▶ What is needed
Write out the whole listing exactly as it stands.

▶ Dataset
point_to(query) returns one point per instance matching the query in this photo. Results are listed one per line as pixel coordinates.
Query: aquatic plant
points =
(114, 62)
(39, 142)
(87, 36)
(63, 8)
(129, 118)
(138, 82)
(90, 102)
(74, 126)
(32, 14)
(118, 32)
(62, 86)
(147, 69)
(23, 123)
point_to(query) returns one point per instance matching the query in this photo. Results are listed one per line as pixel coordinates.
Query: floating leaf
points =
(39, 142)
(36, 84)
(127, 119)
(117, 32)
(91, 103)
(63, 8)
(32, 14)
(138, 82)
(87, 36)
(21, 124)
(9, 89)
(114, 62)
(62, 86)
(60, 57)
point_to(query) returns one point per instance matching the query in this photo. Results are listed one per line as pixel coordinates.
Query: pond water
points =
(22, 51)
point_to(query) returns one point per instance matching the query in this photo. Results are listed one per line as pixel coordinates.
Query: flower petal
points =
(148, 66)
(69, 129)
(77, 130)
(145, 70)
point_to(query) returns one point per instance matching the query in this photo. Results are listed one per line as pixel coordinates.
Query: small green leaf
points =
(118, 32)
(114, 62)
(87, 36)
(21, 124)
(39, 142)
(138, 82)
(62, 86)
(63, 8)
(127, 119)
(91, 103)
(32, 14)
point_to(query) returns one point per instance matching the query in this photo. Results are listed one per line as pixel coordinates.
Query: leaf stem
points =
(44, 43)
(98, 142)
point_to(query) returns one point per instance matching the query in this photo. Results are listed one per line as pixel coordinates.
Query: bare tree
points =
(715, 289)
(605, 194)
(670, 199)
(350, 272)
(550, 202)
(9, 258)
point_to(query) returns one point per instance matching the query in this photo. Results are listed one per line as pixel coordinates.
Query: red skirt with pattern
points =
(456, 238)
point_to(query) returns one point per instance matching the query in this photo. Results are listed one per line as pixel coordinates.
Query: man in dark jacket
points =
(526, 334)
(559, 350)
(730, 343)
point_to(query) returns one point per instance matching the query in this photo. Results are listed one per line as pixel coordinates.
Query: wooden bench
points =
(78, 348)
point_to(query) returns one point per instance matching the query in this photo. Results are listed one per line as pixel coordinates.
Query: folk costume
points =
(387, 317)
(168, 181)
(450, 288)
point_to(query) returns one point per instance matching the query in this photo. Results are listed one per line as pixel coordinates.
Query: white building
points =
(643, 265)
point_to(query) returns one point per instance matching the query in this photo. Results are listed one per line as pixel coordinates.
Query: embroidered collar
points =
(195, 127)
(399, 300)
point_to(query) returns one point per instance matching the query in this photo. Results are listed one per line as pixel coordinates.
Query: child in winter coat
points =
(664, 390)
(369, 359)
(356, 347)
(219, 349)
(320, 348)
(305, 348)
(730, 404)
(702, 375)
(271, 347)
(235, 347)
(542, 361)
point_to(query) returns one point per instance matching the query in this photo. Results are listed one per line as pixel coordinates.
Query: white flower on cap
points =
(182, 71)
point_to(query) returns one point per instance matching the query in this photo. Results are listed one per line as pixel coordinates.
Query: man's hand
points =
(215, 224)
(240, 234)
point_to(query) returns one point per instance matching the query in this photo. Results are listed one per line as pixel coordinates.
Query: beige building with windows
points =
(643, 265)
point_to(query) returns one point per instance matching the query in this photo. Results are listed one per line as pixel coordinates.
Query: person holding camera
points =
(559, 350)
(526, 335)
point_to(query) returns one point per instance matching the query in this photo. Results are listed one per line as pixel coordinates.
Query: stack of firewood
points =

▶ Task solution
point_to(query) returns one point per instance matching the query in this photo. Results are listed one per line as pixel coordinates.
Query: aquatic plant
points =
(114, 62)
(39, 142)
(87, 36)
(63, 8)
(129, 118)
(138, 82)
(90, 102)
(74, 126)
(32, 14)
(118, 32)
(62, 86)
(147, 69)
(23, 123)
point_to(query) returns one point per instance matching the query in this photo. Results are listed one per line as pixel coordinates.
Query: floating leaf
points =
(39, 142)
(36, 84)
(127, 119)
(117, 32)
(91, 103)
(63, 8)
(32, 14)
(138, 82)
(87, 36)
(21, 124)
(9, 89)
(114, 62)
(62, 86)
(60, 57)
point_to(query) returns one point per instance matching the query in this photo. Results are listed one per line as pixel coordinates.
Query: pond water
points =
(22, 51)
point_to(query) returns one point per instance matching the query in this photo. Results are listed one per line as pixel coordinates.
Query: flower petal
points =
(148, 66)
(69, 129)
(77, 130)
(145, 70)
point_to(query) returns one point per instance matching the query in this photo. Results are listed one per line as pixel coordinates.
Query: small green leaf
points =
(118, 32)
(114, 62)
(87, 36)
(21, 124)
(39, 142)
(138, 82)
(62, 86)
(63, 8)
(127, 119)
(91, 103)
(32, 14)
point_to(query) returns one point per instance matching the query in this photo. Results are listed one per line as pixel coordinates.
Query: leaf stem
points =
(44, 43)
(98, 142)
point_to(query) returns one point per instance matching the query in this photo. Results are listed one per line as pixel coordinates.
Query: bare tree
points =
(715, 289)
(605, 194)
(670, 199)
(350, 272)
(550, 202)
(9, 258)
point_to(query) returns one point per instance matching the query in this photo. Results are listed one per line as pixel coordinates.
Query: red skirt with pattern
points =
(456, 238)
point_to(query) returns one point per instance matching the query in this photo. Results are listed one per line as pixel coordinates.
Query: man in dark jacket
points =
(526, 334)
(559, 350)
(730, 343)
point_to(query) returns one point per instance matching the query in this photo. Results are listed one per line as pixel coordinates.
Query: wooden bench
points =
(78, 348)
point_to(query) returns one point per instance matching the query in this photo. Results are listed one per line as pixel coordinates.
Query: folk costume
points =
(387, 317)
(168, 181)
(450, 288)
point_to(query) returns one point per instance matching the query in this photo. Results are listed one per line as pixel coordinates.
Query: white building
points =
(643, 265)
point_to(query) returns one point per instance matching the query in this photo. Results are listed one per line as pixel coordinates.
Query: embroidered collar
points =
(195, 127)
(399, 300)
point_to(query) returns one point per instance matching the query in this photo. Results are listed one per line as pixel coordinates.
Query: child in winter coat
points =
(664, 390)
(369, 359)
(356, 347)
(219, 349)
(320, 348)
(305, 348)
(730, 404)
(702, 375)
(271, 347)
(235, 347)
(542, 361)
point_to(query) returns one point per instance matching the query in this photo. Results are listed one per line as pixel coordinates.
Query: white flower on cap
points =
(182, 71)
point_to(query) returns one point per instance matching the query in this photo. Results are listed one per line as pixel coordinates.
Query: man's hand
points =
(215, 224)
(240, 234)
point_to(query) returns one point per instance matching the query in this photo. Results are listed one per line as pixel coordinates.
Query: beige building with windows
points =
(643, 265)
point_to(query) returns one point per instance matching the query in this photo. Results are listed one per line as pixel coordinates.
Query: person holding camera
points =
(559, 350)
(526, 335)
point_to(query) returns one point per instance matching the query in this photo. Results are listed one per line as pixel coordinates.
Query: stack of firewood
points =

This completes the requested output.